◆ **Task prompt**
Until the last line is reached, keep transcribing the material exactly.
-- Given information follows --
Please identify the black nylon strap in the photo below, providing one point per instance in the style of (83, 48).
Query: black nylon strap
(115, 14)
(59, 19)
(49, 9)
-- Given information concluded --
◆ **Response**
Please identify the black nylon strap in the photo below, providing one point per instance in the style of (83, 48).
Query: black nylon strap
(115, 14)
(59, 19)
(49, 9)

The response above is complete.